** REQUIRED WORK **
- A) In the article below on Eni's oil spills in the Niger Delta, which organization does Alagoa Morris work with?
- B) For each statement, say whether it agrees with the article below on Eni's oil spills in the Niger Delta. Give yes or no and quote the deciding words. (i) Eni received approval from Norwegian regulators to pump oil from Arctic waters. (ii) Most of the Niger Delta spills were caused by operational or equipment failure. (iii) Shell and Eni admitted to 319 oil spills in the Niger Delta in 2015.
- C) Reproduce the part of the article below on Eni's oil spills in the Niger Delta starting at "Oil: Arctic explorer" and ending at "industry analysts Concawe.".

** READING TEXT **
————

Oil: Arctic explorer Eni averages four spills a week in the Niger Delta
The Niger Delta made headlines earlier this month as a series of massive explosions at oil pipelines sent at least 48,000 barrels seeping into the river system.
But for the people living in the region oil spills are a part of daily life.
That’s equivalent to four spills a week.
Eni holds holds a 20% stake in NAOC JV.
Shell and Eni have admitted to 319 oil spills in the Niger Delta in 2015, with more than 20,000 barrels spilt into the area — though the firms say most of this was not their responsibility.
By comparison, between 1971 and 2011 there 485 spills in Europe as a whole, according to industry analysts Concawe.
It also comes as Eni finally received approval from Norwegian regulators to start pumping oil from relatively fragile Arctic waters. The first oil is expected this month.
In a statement to Unearthed, Eni denied that the company’s record in Nigeria would have an impact on its work in the Arctic
A spokesperson said: “We do not think that this record will have any impact on our activities in the Arctic. In Nigeria, there is a situation worldwide recognized as ‘country specific’, with hard challenges in terms of safety and security, operations and environment.”
Around 13% of the Niger Delta spills – amounting to 661 barrels of oil – were put down to operational or equipment failure and corrosion; the vast majority of them were caused by theft and sabotage.
Alagoa Morris, an environmental activist with Environmental Rights Action who lives in the Delta, told Unearthed that frequent oil spills had devastated his community.
He said: “The negative impacts of oil spills on our land air and water are in the areas of: loss of livelihood, loss of health and reduction in lifespan.
“I have personally witnessed people’s farms flooded with crude oil and condemned completely. I have also seen some hospitalised owing to coming in contact with crude oil in the environment.”

————

** DATASET EXCERPTS **

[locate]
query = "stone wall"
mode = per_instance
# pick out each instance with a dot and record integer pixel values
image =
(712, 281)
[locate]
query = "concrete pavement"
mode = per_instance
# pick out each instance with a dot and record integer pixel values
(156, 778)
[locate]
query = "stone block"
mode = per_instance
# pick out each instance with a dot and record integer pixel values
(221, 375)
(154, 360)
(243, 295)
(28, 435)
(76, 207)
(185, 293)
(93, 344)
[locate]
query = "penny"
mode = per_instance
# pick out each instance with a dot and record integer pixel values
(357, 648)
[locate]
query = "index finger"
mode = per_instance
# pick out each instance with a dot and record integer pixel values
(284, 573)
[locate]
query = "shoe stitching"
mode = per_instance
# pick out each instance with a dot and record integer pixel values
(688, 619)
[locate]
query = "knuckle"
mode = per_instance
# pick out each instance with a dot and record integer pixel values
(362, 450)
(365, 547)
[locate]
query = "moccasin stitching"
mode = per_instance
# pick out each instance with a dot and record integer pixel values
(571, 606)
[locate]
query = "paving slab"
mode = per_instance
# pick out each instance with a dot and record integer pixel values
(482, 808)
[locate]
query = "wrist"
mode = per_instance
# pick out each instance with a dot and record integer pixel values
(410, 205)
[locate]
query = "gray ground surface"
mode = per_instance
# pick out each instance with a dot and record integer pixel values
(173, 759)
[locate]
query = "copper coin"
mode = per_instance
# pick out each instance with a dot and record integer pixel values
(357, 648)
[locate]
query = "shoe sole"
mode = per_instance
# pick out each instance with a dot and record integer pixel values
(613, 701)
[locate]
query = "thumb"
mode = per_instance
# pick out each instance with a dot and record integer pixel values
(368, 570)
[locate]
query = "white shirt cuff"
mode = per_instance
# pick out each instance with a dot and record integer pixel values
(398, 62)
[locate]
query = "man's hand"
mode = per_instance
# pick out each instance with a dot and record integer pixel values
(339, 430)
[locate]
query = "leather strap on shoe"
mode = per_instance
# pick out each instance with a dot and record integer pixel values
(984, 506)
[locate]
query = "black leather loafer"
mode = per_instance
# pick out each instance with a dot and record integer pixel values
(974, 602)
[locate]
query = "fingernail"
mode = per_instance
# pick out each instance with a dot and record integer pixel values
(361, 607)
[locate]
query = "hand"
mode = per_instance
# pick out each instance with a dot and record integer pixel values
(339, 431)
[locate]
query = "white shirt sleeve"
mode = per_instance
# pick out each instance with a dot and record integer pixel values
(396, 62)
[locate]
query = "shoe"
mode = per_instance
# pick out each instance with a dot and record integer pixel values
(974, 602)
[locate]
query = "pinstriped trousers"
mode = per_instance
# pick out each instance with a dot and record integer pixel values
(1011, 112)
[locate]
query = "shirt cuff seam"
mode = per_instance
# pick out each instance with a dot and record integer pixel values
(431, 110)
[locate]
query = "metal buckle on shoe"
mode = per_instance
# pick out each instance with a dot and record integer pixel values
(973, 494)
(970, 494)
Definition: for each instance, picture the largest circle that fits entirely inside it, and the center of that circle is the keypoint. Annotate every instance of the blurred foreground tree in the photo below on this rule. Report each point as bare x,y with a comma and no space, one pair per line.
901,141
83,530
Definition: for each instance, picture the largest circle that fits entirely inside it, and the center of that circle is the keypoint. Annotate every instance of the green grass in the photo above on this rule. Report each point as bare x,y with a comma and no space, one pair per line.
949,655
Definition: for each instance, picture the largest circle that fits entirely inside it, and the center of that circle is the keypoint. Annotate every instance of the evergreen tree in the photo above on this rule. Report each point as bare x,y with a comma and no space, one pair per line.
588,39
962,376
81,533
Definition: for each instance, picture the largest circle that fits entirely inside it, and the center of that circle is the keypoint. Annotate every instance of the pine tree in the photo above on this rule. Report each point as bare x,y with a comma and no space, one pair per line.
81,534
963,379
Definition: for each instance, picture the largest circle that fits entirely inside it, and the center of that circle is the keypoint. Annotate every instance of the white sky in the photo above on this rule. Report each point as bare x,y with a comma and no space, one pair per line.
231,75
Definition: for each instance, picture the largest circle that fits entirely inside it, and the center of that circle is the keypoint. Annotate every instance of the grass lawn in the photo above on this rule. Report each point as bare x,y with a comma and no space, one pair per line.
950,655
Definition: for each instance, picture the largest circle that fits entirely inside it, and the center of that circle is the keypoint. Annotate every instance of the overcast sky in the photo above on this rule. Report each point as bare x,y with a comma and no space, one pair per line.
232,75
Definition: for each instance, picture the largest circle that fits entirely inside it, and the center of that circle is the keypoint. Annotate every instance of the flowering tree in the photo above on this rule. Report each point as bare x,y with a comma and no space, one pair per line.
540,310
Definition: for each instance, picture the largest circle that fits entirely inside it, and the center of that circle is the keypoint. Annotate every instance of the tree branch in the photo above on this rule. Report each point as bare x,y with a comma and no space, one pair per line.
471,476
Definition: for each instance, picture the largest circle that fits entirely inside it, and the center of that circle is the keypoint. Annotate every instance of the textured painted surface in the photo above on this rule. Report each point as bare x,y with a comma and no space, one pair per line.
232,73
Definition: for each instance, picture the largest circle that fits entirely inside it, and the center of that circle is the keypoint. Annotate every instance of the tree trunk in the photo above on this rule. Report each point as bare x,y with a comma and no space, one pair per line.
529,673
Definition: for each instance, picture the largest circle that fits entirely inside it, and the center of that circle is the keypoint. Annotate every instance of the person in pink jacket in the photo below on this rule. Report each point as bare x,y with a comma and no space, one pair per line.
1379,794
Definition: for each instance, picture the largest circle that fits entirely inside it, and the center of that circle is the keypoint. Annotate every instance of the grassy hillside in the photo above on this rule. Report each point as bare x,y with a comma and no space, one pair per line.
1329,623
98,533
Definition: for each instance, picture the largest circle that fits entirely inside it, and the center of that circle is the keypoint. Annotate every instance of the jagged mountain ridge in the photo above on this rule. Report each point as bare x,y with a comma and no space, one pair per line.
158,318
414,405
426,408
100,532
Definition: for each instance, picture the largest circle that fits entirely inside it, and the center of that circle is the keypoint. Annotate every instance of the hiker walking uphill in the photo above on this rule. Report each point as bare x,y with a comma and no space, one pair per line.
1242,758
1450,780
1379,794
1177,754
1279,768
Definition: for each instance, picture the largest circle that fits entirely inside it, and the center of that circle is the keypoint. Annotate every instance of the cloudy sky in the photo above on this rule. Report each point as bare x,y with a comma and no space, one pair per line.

————

** ANSWERS **
- A) Environmental Rights Action

- B)
(i) Yes: "Eni finally received approval from Norwegian regulators to start pumping oil from relatively fragile Arctic waters."
(ii) No: "the vast majority of them were caused by theft and sabotage."
(iii) Yes: "Shell and Eni have admitted to 319 oil spills in the Niger Delta in 2015"

- C)
Oil: Arctic explorer Eni averages four spills a week in the Niger Delta
The Niger Delta made headlines earlier this month as a series of massive explosions at oil pipelines sent at least 48,000 barrels seeping into the river system.
But for the people living in the region oil spills are a part of daily life.
That’s equivalent to four spills a week.
Eni holds holds a 20% stake in NAOC JV.
Shell and Eni have admitted to 319 oil spills in the Niger Delta in 2015, with more than 20,000 barrels spilt into the area — though the firms say most of this was not their responsibility.
By comparison, between 1971 and 2011 there 485 spills in Europe as a whole, according to industry analysts Concawe.